• **WHAT YOU HAVE TO DO**
Set out every one of the items below as a numbered list, leaving out blank lines and the pictures.

• **GIVEN DATA**
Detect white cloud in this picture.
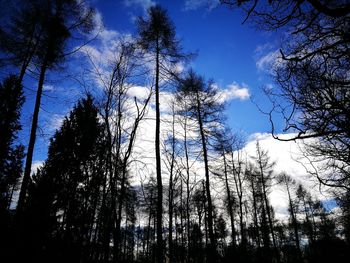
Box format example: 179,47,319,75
255,50,280,72
184,0,220,11
31,160,44,174
243,133,331,219
220,82,250,102
43,85,55,92
124,0,156,11
49,113,66,132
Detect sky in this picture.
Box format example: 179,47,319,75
13,0,332,218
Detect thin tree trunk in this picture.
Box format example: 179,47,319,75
16,55,48,216
168,113,175,262
222,152,236,247
197,98,216,262
286,182,301,259
155,40,163,263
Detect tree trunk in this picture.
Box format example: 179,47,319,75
197,95,216,262
222,152,236,247
16,55,48,216
155,40,163,263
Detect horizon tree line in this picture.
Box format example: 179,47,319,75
0,0,349,262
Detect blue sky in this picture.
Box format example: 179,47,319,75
95,0,284,135
17,0,279,167
12,0,334,216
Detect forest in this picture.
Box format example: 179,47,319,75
0,0,350,263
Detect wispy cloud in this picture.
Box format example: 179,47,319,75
184,0,220,11
124,0,156,11
221,82,250,101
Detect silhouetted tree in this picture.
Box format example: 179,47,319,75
13,0,93,214
24,96,105,261
138,5,186,262
221,0,350,193
0,76,24,212
178,71,223,262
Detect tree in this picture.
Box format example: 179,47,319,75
0,75,24,212
13,0,93,214
138,5,182,262
277,173,302,260
23,96,105,261
221,0,350,193
178,70,223,262
254,141,279,261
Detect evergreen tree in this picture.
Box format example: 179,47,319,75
15,0,93,214
26,96,105,261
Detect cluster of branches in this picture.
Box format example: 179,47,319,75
0,0,349,262
221,0,350,192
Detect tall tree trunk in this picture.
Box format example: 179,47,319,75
286,182,301,260
222,152,236,247
184,114,191,259
155,39,163,263
197,95,216,262
16,55,48,216
168,112,175,262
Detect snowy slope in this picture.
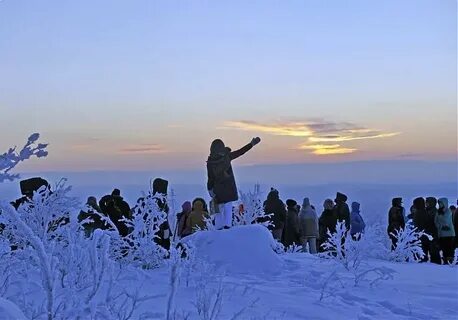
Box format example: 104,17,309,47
0,226,458,320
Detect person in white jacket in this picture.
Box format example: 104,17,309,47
299,198,319,254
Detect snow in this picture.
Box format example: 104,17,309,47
0,225,458,320
185,225,282,274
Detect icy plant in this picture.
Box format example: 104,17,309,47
389,224,433,262
320,222,394,286
121,194,167,268
0,133,48,183
0,182,77,319
234,184,270,227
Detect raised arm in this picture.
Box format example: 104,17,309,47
229,137,261,161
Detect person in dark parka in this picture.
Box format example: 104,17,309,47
264,188,286,241
78,197,109,237
318,199,337,252
11,177,50,210
412,197,431,262
207,138,261,229
176,201,192,239
99,189,132,237
334,192,351,230
153,178,172,250
387,198,406,250
450,201,458,249
423,197,441,264
282,199,300,248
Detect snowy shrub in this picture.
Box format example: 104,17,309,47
320,222,394,290
389,223,433,262
118,194,167,269
0,133,48,183
234,184,271,227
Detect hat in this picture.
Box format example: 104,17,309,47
286,199,297,207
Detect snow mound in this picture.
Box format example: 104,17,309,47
0,298,27,320
186,225,283,274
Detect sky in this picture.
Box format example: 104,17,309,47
0,0,457,171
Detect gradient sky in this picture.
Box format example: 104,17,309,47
0,0,457,170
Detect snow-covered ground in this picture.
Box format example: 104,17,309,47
0,226,458,320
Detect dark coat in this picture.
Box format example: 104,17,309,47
207,142,253,203
99,195,132,237
78,202,109,236
334,192,351,230
425,197,438,239
264,190,286,230
387,198,406,235
318,209,337,243
282,207,300,247
412,198,428,231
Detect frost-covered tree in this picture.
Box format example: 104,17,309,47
0,133,48,183
234,184,270,227
389,223,433,262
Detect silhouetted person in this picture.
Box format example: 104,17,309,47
350,202,366,240
299,198,319,254
99,189,132,237
282,199,300,248
78,197,109,237
422,197,441,264
12,177,50,210
334,192,351,230
387,198,406,250
436,198,455,264
318,199,337,252
207,138,261,229
176,201,192,239
264,188,286,241
153,178,172,250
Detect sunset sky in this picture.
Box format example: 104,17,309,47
0,0,457,171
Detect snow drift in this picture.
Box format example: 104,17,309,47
184,225,282,274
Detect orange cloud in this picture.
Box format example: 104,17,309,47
225,121,313,137
299,144,357,155
224,119,401,155
309,131,401,142
119,144,166,154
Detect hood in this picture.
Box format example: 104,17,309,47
286,199,297,209
192,198,205,212
438,198,448,209
267,188,280,201
351,202,361,213
302,198,310,208
209,139,231,159
413,197,426,210
323,199,334,210
391,198,402,207
153,178,169,195
336,192,348,202
426,197,437,208
181,201,192,213
19,177,49,198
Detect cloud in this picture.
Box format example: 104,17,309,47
299,144,357,155
309,131,401,142
224,119,401,155
119,144,166,154
225,120,313,137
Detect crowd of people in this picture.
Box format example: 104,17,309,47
0,138,458,264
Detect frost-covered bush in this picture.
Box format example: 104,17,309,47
0,133,48,183
389,223,433,262
320,222,394,290
0,181,120,319
121,194,167,268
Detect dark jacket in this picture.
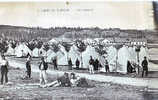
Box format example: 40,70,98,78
89,59,94,66
39,61,48,70
53,59,57,66
76,60,80,66
26,61,31,70
142,60,148,70
68,59,72,66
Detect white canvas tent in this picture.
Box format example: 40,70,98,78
32,48,40,57
39,46,46,56
139,47,149,64
82,46,99,68
128,47,137,62
102,46,117,72
69,45,81,66
5,45,15,55
47,51,64,64
15,43,31,57
48,38,58,44
117,46,132,73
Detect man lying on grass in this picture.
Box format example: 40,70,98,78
43,72,89,87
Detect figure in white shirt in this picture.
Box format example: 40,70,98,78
0,55,9,84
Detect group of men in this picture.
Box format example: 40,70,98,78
89,56,110,74
0,55,148,84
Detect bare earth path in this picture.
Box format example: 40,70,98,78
0,57,158,100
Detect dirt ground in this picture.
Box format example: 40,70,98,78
0,68,152,100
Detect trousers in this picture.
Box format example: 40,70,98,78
40,70,47,84
1,66,8,84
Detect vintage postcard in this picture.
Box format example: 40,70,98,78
0,1,158,100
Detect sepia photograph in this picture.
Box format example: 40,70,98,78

• **REPLY**
1. Detect white cloud in this picture.
2. Box format example: 179,47,319,75
3. 255,50,280,72
4. 184,0,220,11
5. 31,160,44,174
6. 243,133,331,219
7. 220,82,250,102
8. 43,85,55,92
9. 124,0,156,11
10. 49,113,66,132
11. Detect sky in this picture.
12. Box format example: 179,47,319,75
13. 13,0,332,218
14. Detect thin tree trunk in this picture.
15. Box format example: 179,47,319,75
16. 16,55,48,216
17. 168,113,175,262
18. 222,152,236,247
19. 197,98,216,262
20. 286,182,301,259
21. 155,40,163,263
22. Detect tree trunk in this picture.
23. Box format example: 179,47,319,75
24. 197,95,216,262
25. 222,152,236,247
26. 16,55,48,216
27. 155,40,163,263
28. Detect horizon tree line in this picture.
29. Box format example: 179,47,319,75
30. 0,0,349,262
31. Detect blue sky in this picture.
32. Box format example: 179,47,319,75
33. 95,0,284,135
34. 17,0,279,167
35. 12,0,334,216
36. Detect forest in this picture.
37. Box format example: 179,47,319,75
38. 0,0,350,263
39. Detect wispy cloud in this picture.
40. Box format example: 179,47,319,75
41. 184,0,220,11
42. 124,0,156,11
43. 221,82,250,101
44. Detect silhouetted tree in this picture.
45. Box format example: 179,47,319,75
46. 13,0,93,214
47. 24,96,105,261
48. 138,5,186,262
49. 221,0,350,193
50. 0,76,24,212
51. 178,71,223,262
52. Detect tree in this picture.
53. Box format example: 179,47,319,75
54. 0,75,24,212
55. 13,0,93,214
56. 138,5,182,262
57. 277,173,302,260
58. 23,96,105,261
59. 221,0,350,193
60. 178,70,223,262
61. 254,141,279,261
62. Detect evergreen tree in this picture.
63. Box format example: 179,47,319,75
64. 15,0,93,214
65. 26,96,105,261
66. Detect cluster of branches in this picture.
67. Box format example: 179,47,319,75
68. 0,0,349,262
69. 221,0,350,192
70. Detect tall tree trunk in this picture.
71. Box format example: 179,47,319,75
72. 286,182,301,260
73. 222,152,236,247
74. 184,114,191,259
75. 155,39,163,263
76. 197,95,216,262
77. 16,55,48,216
78. 168,112,175,262
79. Detect snowy slope in this picture.
80. Box format example: 104,17,309,47
81. 0,226,458,320
82. Detect person in white jacket in this picture.
83. Box format example: 104,17,309,47
84. 299,198,319,254
85. Detect snow in this picture.
86. Box format example: 104,17,309,47
87. 0,225,458,320
88. 185,225,282,274
89. Detect icy plant in this picture.
90. Box format example: 104,17,309,47
91. 389,224,433,262
92. 320,222,394,286
93. 121,194,167,268
94. 0,133,48,183
95. 0,182,77,319
96. 234,184,270,227
97. Detect raised arm in this picture.
98. Box format example: 104,17,309,47
99. 229,137,261,161
100. Detect person in dark parka in this picture.
101. Box format example: 104,17,309,47
102. 264,188,286,241
103. 78,197,109,237
104. 318,199,337,252
105. 11,177,50,210
106. 412,197,431,262
107. 207,138,261,229
108. 176,201,192,239
109. 99,189,132,237
110. 334,192,351,230
111. 153,178,172,250
112. 387,198,406,250
113. 450,201,458,249
114. 423,197,441,264
115. 282,199,300,248
116. Detect snowy shrub in this picture.
117. Box format example: 104,17,309,47
118. 320,222,394,290
119. 389,223,433,262
120. 118,194,167,269
121. 0,133,48,183
122. 234,184,271,227
123. Detect hat in this picture.
124. Box format example: 104,17,309,47
125. 286,199,297,207
126. Detect snow mound in this picture.
127. Box format example: 104,17,309,47
128. 0,298,27,320
129. 186,225,283,274
130. Detect sky in this picture.
131. Box format example: 104,17,309,47
132. 0,0,457,171
133. Detect gradient sky in this picture.
134. Box format example: 104,17,309,47
135. 0,0,457,170
136. Detect snow-covered ground in this picture.
137. Box format example: 104,17,309,47
138. 0,226,458,320
139. Detect dark coat in this picture.
140. Box format example: 104,17,309,47
141. 207,142,253,203
142. 99,195,132,237
143. 78,202,109,236
144. 334,192,351,230
145. 425,197,438,239
146. 264,190,286,230
147. 387,198,406,235
148. 318,209,337,243
149. 282,207,300,247
150. 412,198,428,231
151. Detect frost-covered tree in this picture.
152. Box format example: 104,17,309,47
153. 0,133,48,183
154. 234,184,270,227
155. 389,223,433,262
156. Detect silhouetted person in this picture.
157. Box format example: 104,17,309,47
158. 350,202,366,240
159. 299,198,319,254
160. 99,189,132,237
161. 282,199,300,248
162. 78,197,109,237
163. 422,197,441,264
164. 12,177,50,210
165. 334,192,351,230
166. 387,198,406,250
167. 436,198,455,264
168. 318,199,337,252
169. 207,138,261,229
170. 176,201,192,239
171. 264,188,286,241
172. 153,178,172,250
173. Detect sunset sky in this picture.
174. Box format example: 104,17,309,47
175. 0,0,457,171
176. Detect snow drift in this picture.
177. Box format example: 104,17,309,47
178. 184,225,282,274
179. Detect orange cloud in this picture.
180. Box format example: 104,17,309,47
181. 225,121,313,137
182. 299,144,357,155
183. 224,119,401,155
184. 309,131,401,142
185. 119,144,166,154
186. Detect hood in this picture.
187. Box format example: 104,17,309,47
188. 286,199,297,209
189. 192,198,205,212
190. 438,198,448,209
191. 267,188,280,201
192. 351,202,361,213
193. 302,198,310,208
194. 209,139,231,159
195. 413,197,426,210
196. 323,199,334,210
197. 391,198,402,207
198. 153,178,169,195
199. 336,192,348,202
200. 426,197,437,208
201. 181,201,192,213
202. 19,177,49,198
203. Detect cloud in this picture.
204. Box format example: 104,17,309,47
205. 299,144,357,155
206. 309,131,401,142
207. 224,119,401,155
208. 119,144,166,154
209. 225,120,313,137
210. Detect crowd of people in this picture.
211. Box format example: 104,17,309,47
212. 0,138,458,264
213. Detect frost-covered bush in this picture.
214. Box format example: 104,17,309,47
215. 0,133,48,183
216. 389,223,433,262
217. 320,222,394,290
218. 0,181,120,319
219. 121,194,167,268
220. Detect dark jacket in this picture.
221. Box format example: 40,70,98,78
222. 89,59,94,66
223. 39,61,48,70
224. 53,59,57,66
225. 76,60,80,66
226. 26,61,31,70
227. 142,60,148,70
228. 68,59,72,66
229. Detect white canvas tent in this picture.
230. Box format example: 40,70,98,78
231. 32,48,40,57
232. 39,46,46,56
233. 139,47,149,64
234. 82,46,99,68
235. 128,47,137,62
236. 102,46,117,72
237. 69,45,81,66
238. 5,45,15,55
239. 47,51,64,64
240. 15,43,31,57
241. 48,38,58,44
242. 117,46,132,73
243. Detect man lying on grass in this picture.
244. Box format example: 40,70,98,78
245. 43,72,89,87
246. Detect figure in white shirt in this picture.
247. Box format example: 40,70,98,78
248. 0,55,9,84
249. Detect group of men in this picture.
250. Box format example: 40,70,98,78
251. 89,56,110,74
252. 0,55,148,84
253. Detect bare earth path in this picture.
254. Box format example: 40,70,98,78
255. 0,57,158,100
256. Detect dirt ground in this picture.
257. Box format example: 40,70,98,78
258. 0,68,152,100
259. Detect trousers in this picture.
260. Box format example: 40,70,98,78
261. 40,70,47,84
262. 1,66,8,84
263. Detect vintage postcard in this picture.
264. Box format example: 40,70,98,78
265. 0,1,158,100
266. Detect sepia photograph in this picture.
267. Box format example: 40,70,98,78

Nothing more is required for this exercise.